Write out all of the data that follows, reproducing every line without change.

Data from a point-labeling set:
Start

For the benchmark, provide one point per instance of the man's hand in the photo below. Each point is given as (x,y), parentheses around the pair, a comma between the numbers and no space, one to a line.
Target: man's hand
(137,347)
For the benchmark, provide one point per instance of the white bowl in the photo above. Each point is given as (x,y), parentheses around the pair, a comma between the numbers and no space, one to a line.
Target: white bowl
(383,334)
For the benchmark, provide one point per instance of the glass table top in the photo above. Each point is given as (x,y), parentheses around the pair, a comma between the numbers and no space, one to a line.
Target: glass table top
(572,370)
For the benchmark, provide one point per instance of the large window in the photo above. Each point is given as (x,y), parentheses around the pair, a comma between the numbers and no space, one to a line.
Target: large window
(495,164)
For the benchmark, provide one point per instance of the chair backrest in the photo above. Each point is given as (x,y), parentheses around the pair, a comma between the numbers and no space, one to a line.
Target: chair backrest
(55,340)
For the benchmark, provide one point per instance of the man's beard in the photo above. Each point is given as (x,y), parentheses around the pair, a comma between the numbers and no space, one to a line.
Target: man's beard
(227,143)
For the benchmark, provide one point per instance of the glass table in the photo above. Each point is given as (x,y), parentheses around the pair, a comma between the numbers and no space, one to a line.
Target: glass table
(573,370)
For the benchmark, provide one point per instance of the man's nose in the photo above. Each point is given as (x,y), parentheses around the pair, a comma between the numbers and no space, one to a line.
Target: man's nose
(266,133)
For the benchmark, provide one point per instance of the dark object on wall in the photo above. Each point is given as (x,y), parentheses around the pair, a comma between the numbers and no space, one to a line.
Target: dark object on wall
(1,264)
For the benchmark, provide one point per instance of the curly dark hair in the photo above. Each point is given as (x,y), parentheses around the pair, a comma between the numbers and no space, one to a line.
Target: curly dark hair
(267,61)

End

WRITTEN RESPONSE:
For the benchmark, provide one point per instance of the man's hand in the photo below. Each point is given as (x,y), parentheses around the pair, a comma between the numbers and no space, one to a line.
Target: man's hand
(137,347)
For the benchmark, provide one point per instance of the white bowl in the photo above. Each point is given as (x,y), parentheses around the pair, a comma between the numbers and no space, one to a line.
Target: white bowl
(383,334)
For the benchmark, provide one point per instance of the glass table top in the photo above. Each point is given as (x,y), parentheses around the pair, a comma between the numbers and no space, one to a line.
Target: glass table top
(572,370)
For the benchmark, provide one point per instance of the large window in the photo above. Each point is given as (x,y), parentheses around the pair, a comma between the numbers and no space, one to a line.
Target: large window
(495,164)
For the benchmark, provide one point per instance of the chair backrest in the photo above. Each point is given as (x,y), parentheses around the pair, a comma between the numbers and no space, one to a line.
Target: chair backrest
(55,340)
For the benchmark, provide one point per instance of the man's beard in the photo above. Each point is given as (x,y), parentheses around the pair, a comma between the numbers and no space, one to a line.
Target: man's beard
(227,143)
For the benchmark, provide one point per instance of the glass table in the photo above. Each point is given as (x,y), parentheses around the pair, a comma between the numbers and no space, one to a line.
Target: glass table
(573,370)
For the benchmark, provide one point per instance of the man's nose in the photo above. Each point is given as (x,y), parentheses around the pair, a comma between the numbers and no space, one to a line.
Target: man's nose
(266,133)
For the benchmark, provide one point per instance of the dark object on wall in the photo above. Each point is given as (x,y), parentheses around the pair, a comma between the numbers and no space, one to a line.
Target: dark object on wall
(1,264)
For the benchmark, provide one point per instance of the curly dark hair in the photo above. Each point is given as (x,y), parentheses around the pair, a comma between the numbers and no space, one to a line.
Target: curly dark hair
(267,61)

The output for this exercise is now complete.